━━━ Extracted records ━━━
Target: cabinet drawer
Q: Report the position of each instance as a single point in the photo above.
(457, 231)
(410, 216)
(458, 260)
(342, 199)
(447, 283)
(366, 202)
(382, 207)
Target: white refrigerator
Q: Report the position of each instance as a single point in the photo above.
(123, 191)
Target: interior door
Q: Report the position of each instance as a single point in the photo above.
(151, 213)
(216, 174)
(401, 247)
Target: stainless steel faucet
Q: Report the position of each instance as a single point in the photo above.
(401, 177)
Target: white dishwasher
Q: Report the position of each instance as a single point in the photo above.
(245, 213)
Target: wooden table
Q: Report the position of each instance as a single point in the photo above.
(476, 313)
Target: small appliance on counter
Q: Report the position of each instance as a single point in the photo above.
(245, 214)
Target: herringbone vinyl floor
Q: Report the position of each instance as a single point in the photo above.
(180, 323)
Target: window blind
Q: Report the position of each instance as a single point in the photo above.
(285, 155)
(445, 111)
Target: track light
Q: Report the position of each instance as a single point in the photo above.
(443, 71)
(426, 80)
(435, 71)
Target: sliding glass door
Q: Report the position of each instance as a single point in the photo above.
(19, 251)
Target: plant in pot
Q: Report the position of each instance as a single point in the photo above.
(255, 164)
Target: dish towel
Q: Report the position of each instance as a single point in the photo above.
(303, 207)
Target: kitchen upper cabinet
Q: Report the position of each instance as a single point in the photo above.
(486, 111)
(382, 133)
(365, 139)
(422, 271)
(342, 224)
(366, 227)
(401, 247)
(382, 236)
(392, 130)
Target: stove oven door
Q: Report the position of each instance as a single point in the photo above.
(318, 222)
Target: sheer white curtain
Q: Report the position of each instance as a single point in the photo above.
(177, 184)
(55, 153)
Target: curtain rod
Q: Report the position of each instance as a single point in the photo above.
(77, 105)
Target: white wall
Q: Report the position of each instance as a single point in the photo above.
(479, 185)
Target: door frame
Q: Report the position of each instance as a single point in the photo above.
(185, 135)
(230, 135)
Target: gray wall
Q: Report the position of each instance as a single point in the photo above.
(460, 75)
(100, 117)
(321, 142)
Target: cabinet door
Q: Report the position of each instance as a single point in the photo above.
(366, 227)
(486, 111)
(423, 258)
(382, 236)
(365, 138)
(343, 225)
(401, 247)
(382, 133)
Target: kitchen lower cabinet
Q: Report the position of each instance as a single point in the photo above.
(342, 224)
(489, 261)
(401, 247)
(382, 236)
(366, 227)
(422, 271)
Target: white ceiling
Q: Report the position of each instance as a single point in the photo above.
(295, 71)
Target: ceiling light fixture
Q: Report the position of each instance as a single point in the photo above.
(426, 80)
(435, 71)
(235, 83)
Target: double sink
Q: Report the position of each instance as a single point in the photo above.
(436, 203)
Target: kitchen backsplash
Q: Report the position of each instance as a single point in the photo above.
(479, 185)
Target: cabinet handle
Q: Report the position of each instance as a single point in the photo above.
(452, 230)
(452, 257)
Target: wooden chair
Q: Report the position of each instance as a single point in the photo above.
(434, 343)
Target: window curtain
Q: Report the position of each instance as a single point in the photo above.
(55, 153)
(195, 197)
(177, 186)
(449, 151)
━━━
Task statement:
Give back the whole listing exactly.

Solution:
Target: cabinet drawer
Q: Report the position of each instance as a single point in the photo above.
(457, 231)
(410, 216)
(458, 260)
(342, 199)
(447, 283)
(366, 202)
(382, 207)
Target: white refrigerator
Q: Report the position of each instance as a single point in the photo above.
(123, 191)
Target: interior door
Q: Report the position of each instance as a single point in the photo above.
(151, 213)
(216, 174)
(401, 247)
Target: stainless steel faucet
Q: Report the position of each instance as a single point in the photo above.
(401, 177)
Target: white dishwasher
Q: Report the position of each instance as a single point in the photo above.
(245, 213)
Target: wooden table
Q: Report the position of each instance as a single point in the photo above.
(476, 313)
Target: small appliance on counter
Q: Report the position of each instance as a single point in the photo above.
(245, 214)
Target: herringbone vinyl floor
Q: Report the position of each instance as a single point in the photo above.
(180, 323)
Target: window blind
Q: Report the position of each instance as a single point in the photo above.
(285, 155)
(445, 111)
Target: track light
Q: Report the position of each instance as a single point in the photo above.
(443, 71)
(426, 80)
(435, 71)
Target: sliding glass door
Q: Report the position of each instance as a single point in the photo above.
(19, 251)
Target: plant in pot
Q: Report the position of each instance as a single point in the photo above.
(255, 164)
Target: dish towel
Q: Report the position of each instance as a single point in the photo above.
(303, 207)
Target: kitchen upper cabinet
Q: Report the position of each instance as a single point in the photo above.
(486, 111)
(382, 133)
(365, 139)
(422, 271)
(342, 224)
(366, 227)
(401, 247)
(382, 236)
(392, 130)
Target: stove oven door
Q: Report the position of each instance as a single point in the photo above.
(318, 222)
Target: sheer white curtain
Q: Report the position of each instance as a single point in the photo above.
(177, 184)
(55, 153)
Target: curtain rod
Q: Report the position of each instance as a single point in the photo above.
(77, 105)
Target: white wall
Q: Report the position of each instance as a single point in the photo above.
(479, 185)
Target: door frame
Q: Report the position of each instance as a single point in the photo above.
(185, 135)
(230, 135)
Target: gray wall
Q: Report the position of each instance as a single point in the photo above.
(460, 75)
(100, 117)
(321, 142)
Target: cabinet door
Q: Report the position of each instance as a single point in the photo above.
(366, 227)
(486, 111)
(423, 258)
(382, 236)
(365, 138)
(343, 225)
(401, 247)
(382, 133)
Target: kitchen lower cabinet
Q: Report the position of each instance as a single point in the photo above.
(342, 224)
(489, 261)
(401, 247)
(382, 236)
(366, 227)
(422, 271)
Target: white ceiling
Q: Report the position of each instance as a single point in the photo above.
(295, 71)
Target: ceiling light fixture
Q: Report the position of each instance as a single point in the photo above.
(426, 80)
(435, 71)
(235, 83)
Target: double sink
Q: Report the position of each instance as a single point in the photo above.
(436, 203)
Target: kitchen backsplash
Q: Report the position of each instance as a single point in the photo above.
(479, 185)
Target: cabinet handle
Q: Report the position of each instance as a single point in the photo above.
(452, 230)
(452, 257)
Target: wooden chair
Q: Report the position of each instance as a single point in the photo above.
(434, 343)
Target: window curtain
Q: Report the position of each instance as a single point in the photo above.
(55, 153)
(195, 197)
(177, 186)
(449, 151)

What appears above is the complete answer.